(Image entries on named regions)
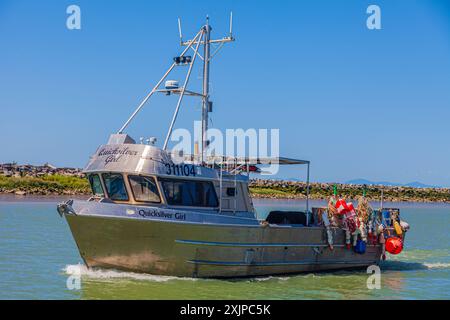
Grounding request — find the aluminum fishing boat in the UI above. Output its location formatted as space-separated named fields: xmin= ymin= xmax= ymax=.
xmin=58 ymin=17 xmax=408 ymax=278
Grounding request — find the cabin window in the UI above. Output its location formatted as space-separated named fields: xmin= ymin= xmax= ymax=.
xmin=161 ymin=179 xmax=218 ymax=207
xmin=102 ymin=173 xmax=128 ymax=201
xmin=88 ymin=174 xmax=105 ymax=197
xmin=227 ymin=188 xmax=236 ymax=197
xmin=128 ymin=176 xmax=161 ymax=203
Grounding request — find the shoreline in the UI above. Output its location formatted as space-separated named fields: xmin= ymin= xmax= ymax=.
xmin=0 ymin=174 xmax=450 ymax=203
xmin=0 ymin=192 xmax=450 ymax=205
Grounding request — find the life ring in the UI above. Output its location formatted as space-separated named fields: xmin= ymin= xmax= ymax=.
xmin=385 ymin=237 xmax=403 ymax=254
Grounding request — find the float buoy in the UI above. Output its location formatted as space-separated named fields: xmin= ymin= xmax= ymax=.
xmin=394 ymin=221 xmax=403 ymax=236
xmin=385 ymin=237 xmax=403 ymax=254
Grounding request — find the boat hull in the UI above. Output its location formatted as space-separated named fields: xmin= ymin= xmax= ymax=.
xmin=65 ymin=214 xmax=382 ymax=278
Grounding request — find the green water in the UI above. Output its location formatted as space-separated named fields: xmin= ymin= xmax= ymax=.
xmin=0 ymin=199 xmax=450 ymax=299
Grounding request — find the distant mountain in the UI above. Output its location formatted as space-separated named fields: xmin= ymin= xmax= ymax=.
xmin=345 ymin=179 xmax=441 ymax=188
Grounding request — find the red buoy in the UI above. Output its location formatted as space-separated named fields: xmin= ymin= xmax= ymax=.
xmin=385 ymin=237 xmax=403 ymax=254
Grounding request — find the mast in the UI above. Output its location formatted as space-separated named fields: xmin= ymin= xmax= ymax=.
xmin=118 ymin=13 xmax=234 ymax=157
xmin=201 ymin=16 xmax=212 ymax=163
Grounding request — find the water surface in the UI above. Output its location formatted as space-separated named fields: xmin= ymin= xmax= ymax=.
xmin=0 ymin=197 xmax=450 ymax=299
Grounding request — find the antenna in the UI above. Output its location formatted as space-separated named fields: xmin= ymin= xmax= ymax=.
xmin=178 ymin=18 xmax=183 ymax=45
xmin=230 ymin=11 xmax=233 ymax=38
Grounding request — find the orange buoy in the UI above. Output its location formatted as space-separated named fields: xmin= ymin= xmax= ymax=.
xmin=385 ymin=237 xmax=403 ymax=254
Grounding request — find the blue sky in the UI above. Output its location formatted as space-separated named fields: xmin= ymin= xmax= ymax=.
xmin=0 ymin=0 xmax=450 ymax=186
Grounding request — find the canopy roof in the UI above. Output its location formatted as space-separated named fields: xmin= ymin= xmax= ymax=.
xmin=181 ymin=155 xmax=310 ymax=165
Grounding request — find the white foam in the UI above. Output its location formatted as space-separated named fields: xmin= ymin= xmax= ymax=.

--

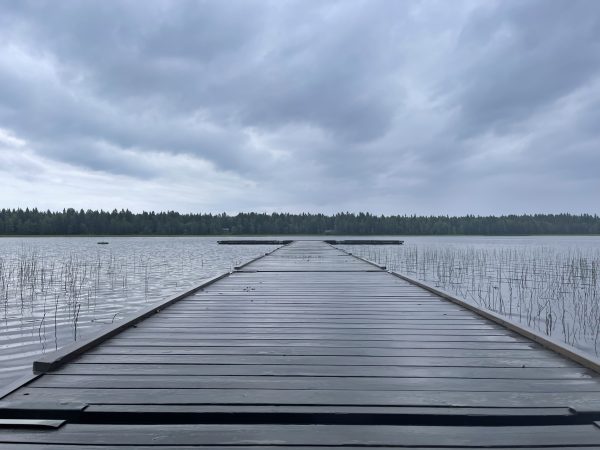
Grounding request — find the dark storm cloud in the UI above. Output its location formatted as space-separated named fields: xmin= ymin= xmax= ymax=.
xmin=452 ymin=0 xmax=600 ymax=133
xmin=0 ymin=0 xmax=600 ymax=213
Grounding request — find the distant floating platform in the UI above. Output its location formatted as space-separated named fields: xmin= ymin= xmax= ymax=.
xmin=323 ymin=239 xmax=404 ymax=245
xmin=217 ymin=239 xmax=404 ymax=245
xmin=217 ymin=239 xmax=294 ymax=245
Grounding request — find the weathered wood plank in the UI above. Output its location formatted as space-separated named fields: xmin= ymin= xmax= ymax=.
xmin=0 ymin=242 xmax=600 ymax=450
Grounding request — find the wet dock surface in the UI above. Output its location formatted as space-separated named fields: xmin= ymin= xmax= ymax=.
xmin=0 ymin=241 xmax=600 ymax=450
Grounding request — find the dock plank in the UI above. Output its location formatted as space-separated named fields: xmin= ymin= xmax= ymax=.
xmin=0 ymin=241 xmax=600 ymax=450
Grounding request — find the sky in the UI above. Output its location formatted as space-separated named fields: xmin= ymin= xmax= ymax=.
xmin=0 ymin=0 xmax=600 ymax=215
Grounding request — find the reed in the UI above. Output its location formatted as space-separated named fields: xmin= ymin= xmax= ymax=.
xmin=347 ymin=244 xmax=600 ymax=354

---

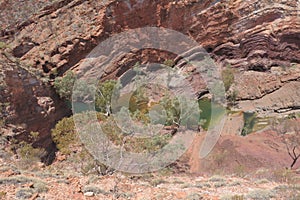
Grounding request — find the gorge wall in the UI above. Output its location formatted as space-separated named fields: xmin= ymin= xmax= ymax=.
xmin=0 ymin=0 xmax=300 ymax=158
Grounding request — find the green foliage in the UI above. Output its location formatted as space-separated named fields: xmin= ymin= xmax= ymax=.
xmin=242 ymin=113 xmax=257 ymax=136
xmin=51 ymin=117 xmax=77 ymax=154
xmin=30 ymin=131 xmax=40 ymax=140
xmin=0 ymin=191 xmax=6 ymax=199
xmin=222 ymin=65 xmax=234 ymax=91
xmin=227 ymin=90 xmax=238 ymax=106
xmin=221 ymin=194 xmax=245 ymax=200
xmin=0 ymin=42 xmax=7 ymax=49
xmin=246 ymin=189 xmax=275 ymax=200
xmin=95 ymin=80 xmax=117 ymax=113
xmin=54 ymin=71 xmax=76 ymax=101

**Given instruction:**
Please repeat, character for character, the part of the listing above that opens with the line containing "Grounding request — find the aluminum" and closes with the line containing "xmin=0 ymin=192 xmax=450 ymax=205", including both of those lines.

**Reply to the exercise:**
Grounding request — find the aluminum fishing boat in the UI above. Output its location formatted as space-separated named fields: xmin= ymin= xmax= ymax=.
xmin=58 ymin=17 xmax=408 ymax=278
Grounding request — find the cabin window in the UI above. Output its location formatted as space-separated named fields: xmin= ymin= xmax= ymax=.
xmin=161 ymin=179 xmax=218 ymax=207
xmin=102 ymin=173 xmax=128 ymax=201
xmin=88 ymin=174 xmax=105 ymax=197
xmin=227 ymin=188 xmax=236 ymax=197
xmin=128 ymin=176 xmax=161 ymax=203
Grounding request — find the shoreline in the UI above. Output its location formatted as space-separated named fields: xmin= ymin= xmax= ymax=.
xmin=0 ymin=174 xmax=450 ymax=203
xmin=0 ymin=192 xmax=450 ymax=205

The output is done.